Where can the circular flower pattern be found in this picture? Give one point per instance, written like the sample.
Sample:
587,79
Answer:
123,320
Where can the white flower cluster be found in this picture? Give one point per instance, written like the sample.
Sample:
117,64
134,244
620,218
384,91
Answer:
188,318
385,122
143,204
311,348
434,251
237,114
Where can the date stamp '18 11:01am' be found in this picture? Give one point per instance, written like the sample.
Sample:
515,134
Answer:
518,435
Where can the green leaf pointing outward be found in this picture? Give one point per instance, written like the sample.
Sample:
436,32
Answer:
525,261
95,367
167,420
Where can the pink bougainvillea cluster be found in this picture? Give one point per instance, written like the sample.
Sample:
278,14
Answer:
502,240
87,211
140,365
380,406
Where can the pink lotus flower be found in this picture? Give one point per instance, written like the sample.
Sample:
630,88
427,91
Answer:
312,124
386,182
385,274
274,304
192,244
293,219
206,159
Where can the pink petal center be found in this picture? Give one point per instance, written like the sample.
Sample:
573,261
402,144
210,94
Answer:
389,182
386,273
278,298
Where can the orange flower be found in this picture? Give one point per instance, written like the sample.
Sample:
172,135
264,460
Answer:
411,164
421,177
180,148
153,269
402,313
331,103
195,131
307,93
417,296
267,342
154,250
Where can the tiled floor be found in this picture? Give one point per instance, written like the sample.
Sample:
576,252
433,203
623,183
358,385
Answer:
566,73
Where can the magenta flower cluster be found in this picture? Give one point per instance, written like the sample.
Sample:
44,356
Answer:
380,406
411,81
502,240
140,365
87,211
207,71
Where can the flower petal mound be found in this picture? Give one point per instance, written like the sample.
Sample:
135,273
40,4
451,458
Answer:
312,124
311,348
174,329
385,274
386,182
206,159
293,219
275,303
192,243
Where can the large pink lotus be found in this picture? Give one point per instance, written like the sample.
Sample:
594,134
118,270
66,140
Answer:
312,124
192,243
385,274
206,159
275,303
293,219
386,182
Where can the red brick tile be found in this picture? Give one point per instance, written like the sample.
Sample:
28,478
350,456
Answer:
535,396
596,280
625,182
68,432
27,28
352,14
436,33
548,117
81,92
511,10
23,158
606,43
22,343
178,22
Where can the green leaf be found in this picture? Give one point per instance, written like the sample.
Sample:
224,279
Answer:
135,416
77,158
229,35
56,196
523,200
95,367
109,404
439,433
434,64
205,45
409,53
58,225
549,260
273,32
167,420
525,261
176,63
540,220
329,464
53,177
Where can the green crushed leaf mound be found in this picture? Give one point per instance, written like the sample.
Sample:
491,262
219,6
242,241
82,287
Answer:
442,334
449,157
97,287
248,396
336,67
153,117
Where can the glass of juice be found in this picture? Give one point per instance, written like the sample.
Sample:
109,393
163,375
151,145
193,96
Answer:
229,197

----

#### Exercise aim:
Show the lines where the word "cluster" appears in the entries.

#### Exercise solution:
Where can the white flower cluster be found in this picture? Give one point per instance, written like the sample.
Where can the pink bougainvillea cluster be found in this picture? Give one point per instance, written like the sample.
Where can the magenta flower cluster be found in this picture? Give one point per instance, written like the sample.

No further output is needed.